» **TASK DETAILS**:
Rewrite the lines starting at the one that contains "Please draw the outline of every instance of the tree" and stopping after the one that contains "[[[7,279],[497,278],[495,0],[0,0]]]". Keep the request wording unchanged and shift every polygon coordinate by adding 21 to it.

» **DATA EXTRACT**:
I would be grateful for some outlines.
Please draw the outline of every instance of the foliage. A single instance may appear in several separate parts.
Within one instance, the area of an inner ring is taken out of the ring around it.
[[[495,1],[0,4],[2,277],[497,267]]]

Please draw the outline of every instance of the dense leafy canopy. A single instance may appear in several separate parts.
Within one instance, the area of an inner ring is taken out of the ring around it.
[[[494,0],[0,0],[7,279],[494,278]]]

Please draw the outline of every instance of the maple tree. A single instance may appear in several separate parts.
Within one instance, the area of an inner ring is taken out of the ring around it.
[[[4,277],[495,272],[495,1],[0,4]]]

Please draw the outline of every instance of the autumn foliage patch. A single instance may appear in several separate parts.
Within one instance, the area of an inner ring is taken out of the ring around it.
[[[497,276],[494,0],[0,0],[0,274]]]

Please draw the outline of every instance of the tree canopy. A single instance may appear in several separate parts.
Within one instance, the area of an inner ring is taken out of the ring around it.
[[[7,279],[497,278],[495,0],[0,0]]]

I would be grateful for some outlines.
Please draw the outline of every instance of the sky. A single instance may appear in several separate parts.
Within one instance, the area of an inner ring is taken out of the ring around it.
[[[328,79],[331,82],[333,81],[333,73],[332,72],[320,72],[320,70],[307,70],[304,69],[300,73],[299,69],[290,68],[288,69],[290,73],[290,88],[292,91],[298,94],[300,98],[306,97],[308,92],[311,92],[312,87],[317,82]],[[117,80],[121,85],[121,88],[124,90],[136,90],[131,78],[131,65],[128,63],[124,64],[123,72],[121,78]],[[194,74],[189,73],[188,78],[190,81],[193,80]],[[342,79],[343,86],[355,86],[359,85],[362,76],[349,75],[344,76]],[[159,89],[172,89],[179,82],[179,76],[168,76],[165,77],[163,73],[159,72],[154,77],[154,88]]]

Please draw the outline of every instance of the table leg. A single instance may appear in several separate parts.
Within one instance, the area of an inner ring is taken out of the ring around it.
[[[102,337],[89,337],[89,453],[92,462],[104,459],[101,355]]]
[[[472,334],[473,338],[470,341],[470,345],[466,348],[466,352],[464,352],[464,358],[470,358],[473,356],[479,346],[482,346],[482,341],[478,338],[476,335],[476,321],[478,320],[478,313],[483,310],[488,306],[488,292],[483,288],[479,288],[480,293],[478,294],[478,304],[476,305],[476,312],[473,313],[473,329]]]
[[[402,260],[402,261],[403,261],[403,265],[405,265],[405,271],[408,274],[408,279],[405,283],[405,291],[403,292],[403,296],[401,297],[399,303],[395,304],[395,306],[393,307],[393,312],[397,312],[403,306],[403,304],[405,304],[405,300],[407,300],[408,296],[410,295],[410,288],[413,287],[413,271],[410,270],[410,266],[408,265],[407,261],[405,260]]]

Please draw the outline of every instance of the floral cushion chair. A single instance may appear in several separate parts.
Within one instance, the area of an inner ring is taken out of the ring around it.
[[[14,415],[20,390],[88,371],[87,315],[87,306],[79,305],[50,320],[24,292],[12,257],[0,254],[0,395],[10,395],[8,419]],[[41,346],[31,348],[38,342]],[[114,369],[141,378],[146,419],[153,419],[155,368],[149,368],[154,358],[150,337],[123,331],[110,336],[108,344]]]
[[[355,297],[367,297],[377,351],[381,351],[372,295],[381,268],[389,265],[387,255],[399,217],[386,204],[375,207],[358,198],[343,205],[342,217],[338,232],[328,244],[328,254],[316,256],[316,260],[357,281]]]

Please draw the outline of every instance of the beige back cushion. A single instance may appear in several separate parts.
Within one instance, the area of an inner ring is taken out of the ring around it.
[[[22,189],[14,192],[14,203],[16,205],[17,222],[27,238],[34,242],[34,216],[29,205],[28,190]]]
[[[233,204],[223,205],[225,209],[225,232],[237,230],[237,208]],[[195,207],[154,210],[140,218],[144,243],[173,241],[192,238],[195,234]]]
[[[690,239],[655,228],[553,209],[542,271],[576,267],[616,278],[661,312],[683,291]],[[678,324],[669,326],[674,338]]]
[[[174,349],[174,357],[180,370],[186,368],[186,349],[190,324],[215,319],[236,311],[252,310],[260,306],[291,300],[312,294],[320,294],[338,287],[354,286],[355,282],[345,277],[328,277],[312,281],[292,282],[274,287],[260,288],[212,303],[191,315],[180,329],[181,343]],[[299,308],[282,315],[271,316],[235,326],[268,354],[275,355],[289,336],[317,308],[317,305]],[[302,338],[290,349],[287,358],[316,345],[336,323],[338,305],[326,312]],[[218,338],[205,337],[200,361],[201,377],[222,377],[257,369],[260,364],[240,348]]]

» **OUTPUT FOR THIS TASK**:
Please draw the outline of every instance of the tree canopy. A single instance may appear in several separate parts.
Within one instance, the area of an inner ring is taken out of the ring around it.
[[[28,300],[518,299],[516,21],[21,21]]]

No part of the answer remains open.